Extracted records
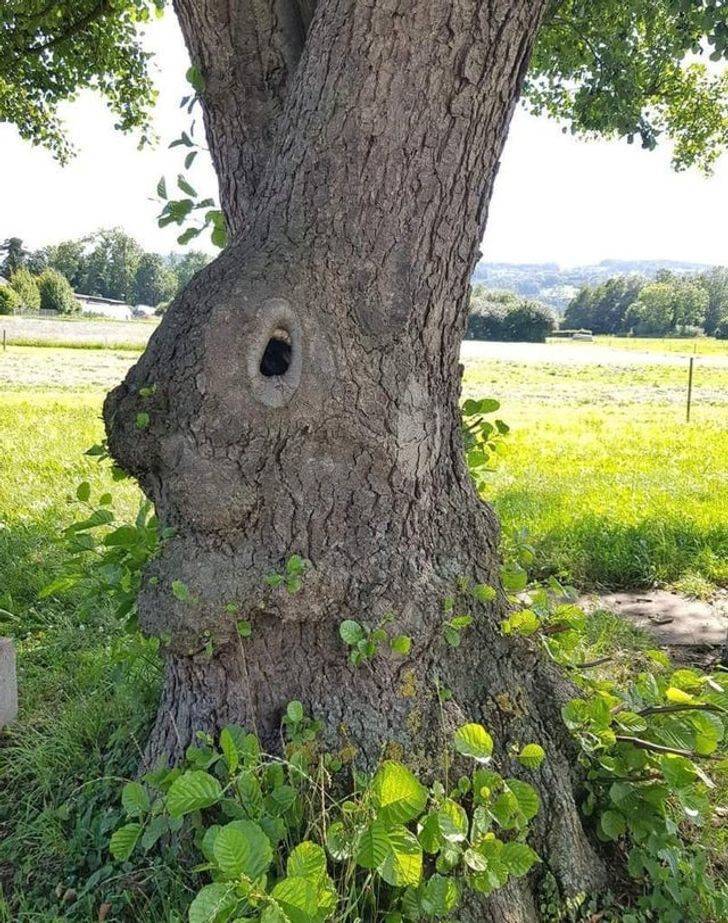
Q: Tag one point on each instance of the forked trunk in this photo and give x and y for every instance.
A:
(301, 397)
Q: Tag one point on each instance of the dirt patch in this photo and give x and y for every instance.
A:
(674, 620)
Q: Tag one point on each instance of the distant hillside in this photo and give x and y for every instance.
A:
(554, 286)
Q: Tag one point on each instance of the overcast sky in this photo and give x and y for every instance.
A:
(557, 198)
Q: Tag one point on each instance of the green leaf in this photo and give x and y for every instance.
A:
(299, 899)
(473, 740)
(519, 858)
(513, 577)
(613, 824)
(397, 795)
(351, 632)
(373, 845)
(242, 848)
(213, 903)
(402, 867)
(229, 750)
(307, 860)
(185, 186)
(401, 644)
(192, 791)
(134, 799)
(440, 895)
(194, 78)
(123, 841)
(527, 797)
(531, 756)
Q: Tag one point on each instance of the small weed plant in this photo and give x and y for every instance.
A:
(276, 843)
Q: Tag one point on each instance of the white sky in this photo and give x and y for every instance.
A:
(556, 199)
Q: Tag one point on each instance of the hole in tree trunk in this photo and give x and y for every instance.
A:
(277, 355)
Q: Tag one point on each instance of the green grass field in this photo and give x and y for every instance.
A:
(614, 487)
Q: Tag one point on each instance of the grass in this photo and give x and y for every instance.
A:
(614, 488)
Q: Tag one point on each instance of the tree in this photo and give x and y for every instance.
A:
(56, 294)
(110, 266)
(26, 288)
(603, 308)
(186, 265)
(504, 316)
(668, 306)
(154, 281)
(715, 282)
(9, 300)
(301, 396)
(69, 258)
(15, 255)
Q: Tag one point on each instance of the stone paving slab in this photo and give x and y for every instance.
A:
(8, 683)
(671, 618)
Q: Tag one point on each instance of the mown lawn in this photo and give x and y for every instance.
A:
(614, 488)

--

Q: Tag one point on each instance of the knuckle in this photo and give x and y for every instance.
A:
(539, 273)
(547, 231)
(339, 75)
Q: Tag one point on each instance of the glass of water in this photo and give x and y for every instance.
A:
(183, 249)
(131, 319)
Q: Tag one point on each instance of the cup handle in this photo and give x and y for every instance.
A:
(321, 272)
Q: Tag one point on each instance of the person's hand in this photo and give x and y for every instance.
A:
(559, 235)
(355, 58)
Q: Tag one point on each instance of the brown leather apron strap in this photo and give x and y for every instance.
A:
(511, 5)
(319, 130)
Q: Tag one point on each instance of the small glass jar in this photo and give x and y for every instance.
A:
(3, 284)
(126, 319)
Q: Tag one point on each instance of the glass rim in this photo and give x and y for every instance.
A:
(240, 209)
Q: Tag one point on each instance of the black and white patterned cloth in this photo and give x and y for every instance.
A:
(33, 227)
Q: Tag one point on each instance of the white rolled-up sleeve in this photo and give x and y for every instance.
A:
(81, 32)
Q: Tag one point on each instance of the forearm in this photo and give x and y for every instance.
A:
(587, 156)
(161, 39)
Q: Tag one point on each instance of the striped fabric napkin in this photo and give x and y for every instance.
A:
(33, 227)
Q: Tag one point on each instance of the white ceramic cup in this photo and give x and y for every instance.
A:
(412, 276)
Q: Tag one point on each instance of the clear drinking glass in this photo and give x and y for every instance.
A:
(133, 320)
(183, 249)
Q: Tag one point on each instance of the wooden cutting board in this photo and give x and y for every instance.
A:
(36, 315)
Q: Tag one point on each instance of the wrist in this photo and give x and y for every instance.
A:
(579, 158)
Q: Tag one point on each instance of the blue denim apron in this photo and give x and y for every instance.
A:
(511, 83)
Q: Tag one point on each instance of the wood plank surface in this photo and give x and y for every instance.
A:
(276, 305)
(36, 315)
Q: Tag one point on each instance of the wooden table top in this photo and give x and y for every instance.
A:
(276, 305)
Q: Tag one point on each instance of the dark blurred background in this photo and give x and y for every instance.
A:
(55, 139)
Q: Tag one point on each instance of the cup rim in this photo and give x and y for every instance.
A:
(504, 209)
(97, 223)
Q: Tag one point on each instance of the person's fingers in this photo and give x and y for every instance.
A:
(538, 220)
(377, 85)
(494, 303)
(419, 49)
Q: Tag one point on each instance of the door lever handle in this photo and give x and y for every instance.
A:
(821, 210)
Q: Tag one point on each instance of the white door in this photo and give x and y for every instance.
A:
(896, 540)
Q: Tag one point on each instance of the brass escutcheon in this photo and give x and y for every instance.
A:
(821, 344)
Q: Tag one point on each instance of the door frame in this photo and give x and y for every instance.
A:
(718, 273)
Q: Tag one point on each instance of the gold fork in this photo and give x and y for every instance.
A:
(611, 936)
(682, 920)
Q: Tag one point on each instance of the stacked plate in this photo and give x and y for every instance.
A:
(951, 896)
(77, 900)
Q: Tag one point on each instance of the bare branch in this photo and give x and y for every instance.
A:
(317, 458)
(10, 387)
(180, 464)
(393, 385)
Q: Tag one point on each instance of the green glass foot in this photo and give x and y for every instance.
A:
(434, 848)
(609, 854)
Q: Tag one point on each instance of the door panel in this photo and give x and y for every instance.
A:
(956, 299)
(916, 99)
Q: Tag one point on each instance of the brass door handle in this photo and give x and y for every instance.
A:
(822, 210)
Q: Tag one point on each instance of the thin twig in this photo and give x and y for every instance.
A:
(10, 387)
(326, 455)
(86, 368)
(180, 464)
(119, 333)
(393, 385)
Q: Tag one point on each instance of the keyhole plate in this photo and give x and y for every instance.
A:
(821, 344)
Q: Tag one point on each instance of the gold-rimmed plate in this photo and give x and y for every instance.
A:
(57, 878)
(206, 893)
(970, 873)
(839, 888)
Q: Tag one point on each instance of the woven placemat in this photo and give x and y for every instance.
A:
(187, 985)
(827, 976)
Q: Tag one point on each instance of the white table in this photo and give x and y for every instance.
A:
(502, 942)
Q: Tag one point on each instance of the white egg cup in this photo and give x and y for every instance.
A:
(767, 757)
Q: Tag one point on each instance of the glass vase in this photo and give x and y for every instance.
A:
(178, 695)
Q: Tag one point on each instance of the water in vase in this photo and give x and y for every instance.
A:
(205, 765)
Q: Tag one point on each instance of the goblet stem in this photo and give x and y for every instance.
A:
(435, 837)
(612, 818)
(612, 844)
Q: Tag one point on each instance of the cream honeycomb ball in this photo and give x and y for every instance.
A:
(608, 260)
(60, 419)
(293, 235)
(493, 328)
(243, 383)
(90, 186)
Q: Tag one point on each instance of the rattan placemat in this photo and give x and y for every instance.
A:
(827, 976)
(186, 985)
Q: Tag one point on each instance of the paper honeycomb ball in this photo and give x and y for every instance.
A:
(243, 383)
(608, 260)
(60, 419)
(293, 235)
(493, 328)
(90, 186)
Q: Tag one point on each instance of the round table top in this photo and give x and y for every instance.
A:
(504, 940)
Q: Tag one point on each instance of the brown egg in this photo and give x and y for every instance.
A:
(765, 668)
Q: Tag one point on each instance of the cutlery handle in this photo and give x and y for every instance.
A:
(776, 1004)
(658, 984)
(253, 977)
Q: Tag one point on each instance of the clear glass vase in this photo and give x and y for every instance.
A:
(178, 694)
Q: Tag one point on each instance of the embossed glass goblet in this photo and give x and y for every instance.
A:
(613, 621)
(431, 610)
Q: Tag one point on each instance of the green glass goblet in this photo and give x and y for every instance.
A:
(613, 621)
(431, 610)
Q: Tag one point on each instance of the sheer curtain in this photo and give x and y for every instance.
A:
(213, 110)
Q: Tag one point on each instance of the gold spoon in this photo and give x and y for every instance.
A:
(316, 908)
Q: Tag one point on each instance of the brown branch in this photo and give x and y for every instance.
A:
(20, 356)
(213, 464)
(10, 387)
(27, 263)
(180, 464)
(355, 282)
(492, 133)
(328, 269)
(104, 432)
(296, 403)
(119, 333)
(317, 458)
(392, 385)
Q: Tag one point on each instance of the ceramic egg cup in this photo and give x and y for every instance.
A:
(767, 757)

### Task objective
Please count the lines above containing "goblet"; number only.

### Answer to the exercise
3